READING PASSAGE –
======
Women Workers fighting precarious employment
At the Asia/Pacific regional food & beverage conference held in Kuala Lumpur on 5-6 August, 2010,a joint presentation on "Women workers and precarious work" was given by Ok -Soon, Cheong, IUF Korea Liasion officer, Premjai Jaikla (Yong), IUF Thai officer, and Saima Querishi, IUF Pakistan Women/TNC organizer. They gave interesting examples on women workers' struggles and victories.
Saima reported on organizing women workers at Unilever and Coca Cola in Pakistan:
At Unilever Rahim Yar Khan, dismissed temporary workers organized struggles by fighting against their illegal dismissal and forming an Action Committee (see article of December 18, 2010). As a result, 120 workers, including 7 women, were eventually able to get permanent positions for the first time in the production department. The National Federation of Food Beverages and Tobacco Workers’ Unions and the IUF supported their struggle. Earlier, they had faced lots of issues at the workplace but didn’t have any idea what to do or how to handle different challenges, such as how to raise workers’ problems to management in order to solve their issues. They have faced some problems such as company houses, working hours and commuting, which is very dangerous for women because of darkness in the winter. Their working conditions are tough due to heavy and hard work. They have to lift heavy rolls of product of between 10 to 20kg, not once a day but many times a day and have to wash huge tanks. Earlier they had no maternity leave, but it is very much appreciated that now they have obtained it by themselves with the support of the Action Committee and consultation with the IUF.
======
WRITTEN REQUEST 1 – In the article on women workers and precarious employment, rewrite the paragraph beginning "At Unilever Rahim Yar Khan" as a short bulleted list that keeps its main facts.
WRITTEN REQUEST 2 – Translate this sentence from the article on women workers and precarious employment into Spanish: "As a result, 120 workers, including 7 women, were eventually able to get permanent positions for the first time in the production department."
WRITTEN REQUEST 3 – Carry on the article about women workers and precarious employment, starting after its final sentence.
======
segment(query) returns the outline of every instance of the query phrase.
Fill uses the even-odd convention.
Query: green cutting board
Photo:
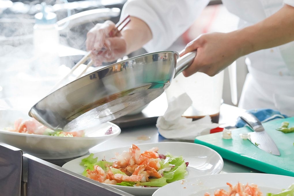
[[[232,139],[222,137],[222,133],[196,137],[194,142],[209,147],[227,159],[265,173],[294,177],[294,133],[284,133],[275,130],[282,123],[289,122],[294,126],[294,117],[279,119],[263,123],[280,151],[280,156],[272,155],[260,149],[239,134],[252,131],[245,127],[232,129]]]

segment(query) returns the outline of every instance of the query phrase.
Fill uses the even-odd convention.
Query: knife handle
[[[261,123],[255,116],[251,113],[245,112],[240,115],[240,118],[254,131],[258,132],[264,130]]]

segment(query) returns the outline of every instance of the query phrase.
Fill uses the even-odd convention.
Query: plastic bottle
[[[42,11],[35,15],[34,27],[34,53],[40,64],[36,68],[40,73],[46,73],[46,76],[54,76],[58,74],[60,65],[57,16],[55,13],[47,11],[45,3],[41,4]]]

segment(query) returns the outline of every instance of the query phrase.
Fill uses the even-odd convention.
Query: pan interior
[[[157,84],[164,86],[165,84]],[[150,103],[160,95],[165,88],[149,88],[146,87],[137,88],[124,92],[115,96],[117,98],[96,107],[75,118],[63,128],[64,131],[74,131],[98,126],[107,121],[111,121]],[[102,100],[101,101],[103,101]]]

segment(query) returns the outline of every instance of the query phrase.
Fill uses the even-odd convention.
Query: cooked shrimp
[[[146,170],[147,174],[149,176],[155,177],[157,178],[160,178],[162,177],[161,174],[160,174],[157,170],[153,167],[149,166],[146,167]]]
[[[100,182],[104,182],[106,179],[106,173],[100,166],[94,165],[94,168],[93,171],[87,170],[86,176]]]
[[[138,166],[139,166],[139,165],[128,165],[125,168],[125,171],[124,172],[125,173],[126,172],[127,172],[128,173],[131,173],[131,174],[129,175],[131,175],[134,172],[135,170],[136,170]]]
[[[132,144],[132,146],[130,148],[129,152],[132,155],[129,161],[130,165],[139,164],[139,159],[141,156],[140,149],[136,145]]]
[[[113,178],[115,180],[128,182],[139,181],[142,179],[142,177],[143,176],[140,175],[132,175],[130,176],[129,176],[126,175],[120,174],[116,174],[113,176]]]
[[[146,166],[144,165],[141,165],[137,167],[133,172],[132,175],[137,175],[141,173],[142,172],[145,170]]]
[[[130,159],[132,156],[130,152],[125,151],[123,152],[121,155],[120,155],[118,153],[116,153],[115,155],[116,160],[114,161],[112,164],[113,167],[117,169],[125,168],[129,165]]]
[[[227,182],[227,184],[229,187],[227,192],[223,189],[218,189],[215,191],[214,196],[234,196],[237,194],[239,196],[262,196],[263,195],[259,188],[255,184],[249,185],[247,183],[246,185],[243,185],[238,182],[233,187],[228,182]],[[204,194],[204,196],[209,195],[209,194],[207,192]]]
[[[36,123],[36,121],[32,119],[22,121],[16,130],[20,133],[34,133],[34,131],[39,125]]]
[[[228,192],[223,189],[218,189],[214,191],[214,196],[227,196]]]

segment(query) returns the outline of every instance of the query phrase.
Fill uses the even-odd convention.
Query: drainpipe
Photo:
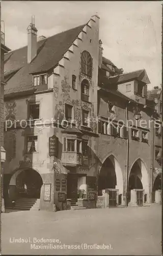
[[[152,203],[153,193],[153,117],[151,116],[151,203]]]
[[[1,170],[1,2],[0,2],[0,222],[1,223],[1,210],[2,210],[2,170]],[[1,234],[1,224],[0,225],[0,233]],[[1,243],[0,243],[0,253],[1,253]]]
[[[129,136],[128,136],[128,117],[127,103],[126,106],[126,133],[127,133],[127,150],[126,150],[126,185],[125,185],[125,207],[128,206],[128,158],[129,158]]]

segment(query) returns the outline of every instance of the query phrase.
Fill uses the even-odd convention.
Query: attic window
======
OUTPUT 1 –
- Dismissed temporary workers at Unilever Rahim Yar Khan fought their illegal dismissal and formed an Action Committee.
- As a result, 120 workers, 7 of them women, got permanent positions in the production department for the first time.
- The National Federation of Food Beverages and Tobacco Workers' Unions and the IUF supported the struggle.
- Earlier, the workers faced many workplace issues and did not know how to handle them, including how to raise problems with management.
- Their problems included company houses, working hours and commuting, which is very dangerous for women because of winter darkness.
- The work is heavy: they lift rolls of product weighing 10 to 20 kg many times a day and wash huge tanks.
- They had no maternity leave before. They have now obtained it themselves, with support from the Action Committee and consultation with the IUF.

OUTPUT 2 – Como resultado, 120 trabajadores, entre ellos 7 mujeres, finalmente pudieron obtener puestos permanentes por primera vez en el departamento de producción.

OUTPUT 3 –
At Coca-Cola Karachi, there were 3 permanent women workers (in October 2010, 1 more casual woman worker obtained permanent status) and 6 casual workers, who have been working for 5 to 6 years with the contractor at 7000PKR per month, which is minimum wage in Pakistan. Earlier, women workers did not participate in union activities and they did not have any interest to attend union meetings. But now we have a woman official in the union, who can consult with women workers because women are uncomfortable with talking with male union leaders in the workplace. I met them to inform them about the trade union and their rights at work. Sisters with permanent status are satisfied with their jobs, do not experience any discrimination from the management and get legal rights/benefits so that was why they thought there was no need to be active in union activities. Furthermore, they didn’t have any idea about why a union is important at theworkplace. Later when they came to know about their rights at work, they became active in union activities. The casual women workers are interested in being active in union activities. Some issues they raised and shared with me included low wages, transportation, working hours and getting a permanent position.
The result of the consultation with women led to their active participation in the Coca-Cola global campaign for Multan in July 2010; they participated in the solidarity protest at Coca-Cola Karachi plant.
Young's reported on the situation of poultry workers inThailand
Poultry is one of the most significant food industries of Thailand. To imagine how big it is, Thailand ranks the fourth exporter in the world market after the US, Brazil and the EU. Thailand's Department of Export Promotion estimates that there are 600,000 farmers and workers in poultry farming and processing plants combined.
But in this very important industry, there are only 2 unionised plants. One union struggled very hard on its own to improve working conditions though at the end experiencing a harsh backlash. However, its struggle is worth noting and can be read about in the book 'Food for Thought'.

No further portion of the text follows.